Permintaan →
Teruskan tulisan tentang kritik terhadap penyitaan buku, mulai sesudah kalimat terakhirnya.

### Teks Halaman

Kritik terhadap Penyitaan Buku dalam Konteks Hak Asasi Manusia
Staf Ahli Bidang Penguatan Reformasi Birokrasi dan Legislasi Kementerian Hak Asasi Manusia (KemenHAM), Rumadi Ahmad, menyampaikan pernyataan yang menyoroti pentingnya tradisi literasi dalam masyarakat. Ia menilai tindakan penyitaan buku yang dilakukan oleh aparat kepolisian dalam penangkapan aktivis di Jawa Timur bisa berdampak negatif terhadap kebiasaan membaca.
Menurutnya, pelarangan atau pengambilan buku dapat merusak tradisi literasi yang telah menjadi bagian dari upaya mencerdaskan kehidupan bangsa. Rumadi menekankan bahwa membaca adalah salah satu bentuk penguatan pemahaman dan kesadaran masyarakat. Hal ini sejalan dengan visi Presiden Prabowo Subianto yang menekankan pentingnya membangun dan menjaga tradisi membaca.

######
### Bahan

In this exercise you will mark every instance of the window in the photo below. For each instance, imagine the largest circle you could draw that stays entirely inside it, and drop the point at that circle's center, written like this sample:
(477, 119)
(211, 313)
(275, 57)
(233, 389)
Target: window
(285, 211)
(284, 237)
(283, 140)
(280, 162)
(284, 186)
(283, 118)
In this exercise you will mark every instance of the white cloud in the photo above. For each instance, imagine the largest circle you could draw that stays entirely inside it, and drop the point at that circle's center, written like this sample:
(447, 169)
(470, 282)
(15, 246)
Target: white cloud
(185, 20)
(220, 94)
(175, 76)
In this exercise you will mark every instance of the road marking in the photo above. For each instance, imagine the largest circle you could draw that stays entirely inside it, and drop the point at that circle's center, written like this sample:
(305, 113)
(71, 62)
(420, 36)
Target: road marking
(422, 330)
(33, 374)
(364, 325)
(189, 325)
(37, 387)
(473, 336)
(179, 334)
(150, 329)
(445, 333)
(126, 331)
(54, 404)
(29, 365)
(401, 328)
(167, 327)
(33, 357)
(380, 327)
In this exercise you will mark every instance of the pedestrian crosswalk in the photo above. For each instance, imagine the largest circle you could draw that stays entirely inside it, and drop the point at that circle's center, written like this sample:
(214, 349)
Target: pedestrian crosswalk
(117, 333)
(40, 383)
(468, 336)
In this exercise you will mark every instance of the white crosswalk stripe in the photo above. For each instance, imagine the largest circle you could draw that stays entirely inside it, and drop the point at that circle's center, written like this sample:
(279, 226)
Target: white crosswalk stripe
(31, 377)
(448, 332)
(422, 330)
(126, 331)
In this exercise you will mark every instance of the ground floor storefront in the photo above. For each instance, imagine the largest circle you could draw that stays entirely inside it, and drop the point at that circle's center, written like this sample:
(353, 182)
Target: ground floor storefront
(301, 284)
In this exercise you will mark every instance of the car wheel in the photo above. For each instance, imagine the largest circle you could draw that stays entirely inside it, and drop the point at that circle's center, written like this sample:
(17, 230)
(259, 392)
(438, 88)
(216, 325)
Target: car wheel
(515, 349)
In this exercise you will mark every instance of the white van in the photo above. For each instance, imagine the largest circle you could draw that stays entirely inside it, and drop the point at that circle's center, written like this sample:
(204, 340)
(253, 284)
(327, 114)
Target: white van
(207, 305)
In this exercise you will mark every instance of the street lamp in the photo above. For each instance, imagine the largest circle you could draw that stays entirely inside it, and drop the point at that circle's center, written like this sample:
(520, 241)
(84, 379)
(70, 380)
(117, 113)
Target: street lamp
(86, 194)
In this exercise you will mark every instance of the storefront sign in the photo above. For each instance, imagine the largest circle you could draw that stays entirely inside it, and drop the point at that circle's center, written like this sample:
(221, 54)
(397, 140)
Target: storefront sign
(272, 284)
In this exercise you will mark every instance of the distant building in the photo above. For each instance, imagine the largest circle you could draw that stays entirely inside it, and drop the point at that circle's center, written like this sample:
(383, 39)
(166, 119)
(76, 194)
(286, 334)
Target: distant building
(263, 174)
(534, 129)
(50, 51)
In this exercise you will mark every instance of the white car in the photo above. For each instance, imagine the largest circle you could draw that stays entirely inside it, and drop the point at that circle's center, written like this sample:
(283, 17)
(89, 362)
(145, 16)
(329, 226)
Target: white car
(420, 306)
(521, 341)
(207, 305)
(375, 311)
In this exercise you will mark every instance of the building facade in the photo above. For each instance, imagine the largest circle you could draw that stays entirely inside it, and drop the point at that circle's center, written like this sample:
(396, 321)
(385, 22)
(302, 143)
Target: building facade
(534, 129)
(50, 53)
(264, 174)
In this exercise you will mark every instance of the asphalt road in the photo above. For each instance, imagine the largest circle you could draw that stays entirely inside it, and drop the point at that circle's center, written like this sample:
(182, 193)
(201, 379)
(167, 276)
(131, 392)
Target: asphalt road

######

Hasil Latihan →
Ia menegaskan bahwa tindakan penyitaan buku tidak sesuai dengan semangat demokrasi dan hak asasi manusia. Menurutnya, langkah tersebut bertentangan dengan arahan presiden untuk memperhatikan HAM dalam menangani aksi masyarakat. Dalam hal ini, ia mengacu pada Pasal 19 International Covenant on Civil and Political Rights (ICCPR) yang telah diratifikasi oleh pemerintah melalui Undang-Undang Nomor 12 Tahun 2005.
Rumadi menambahkan bahwa tindakan penyitaan buku juga bertentangan dengan visi Presiden, khususnya Asta Cita I yang menekankan penguatan ideologi Pancasila, demokrasi, dan HAM. Ia menilai bahwa langkah tersebut justru bisa mengganggu upaya pemerintah dalam memperkuat demokrasi dan penghormatan terhadap HAM.
Peristiwa penyitaan buku ini dinilai sebagai indikasi pentingnya reformasi kepolisian yang menyentuh hal-hal substansial. Perubahan pola pikir aparat dinilai penting agar lebih demokratis, profesional, dan menghormati HAM.
Latar Belakang Penyitaan Buku
Diketahui bahwa kerusuhan di Surabaya pada Jumat, 29 Agustus 2025 hingga Sabtu, 30 Agustus 2025 dini hari, mengakibatkan Pos Lantas Waru Sidoarjo dirusak dan dibakar. Dalam insiden tersebut, sejumlah anggota polisi yang berpatroli juga mengalami pengeroyokan. Sebanyak 18 orang ditangkap terkait pembakaran Pos Lantas Waru, termasuk 10 anak berhadapan dengan hukum.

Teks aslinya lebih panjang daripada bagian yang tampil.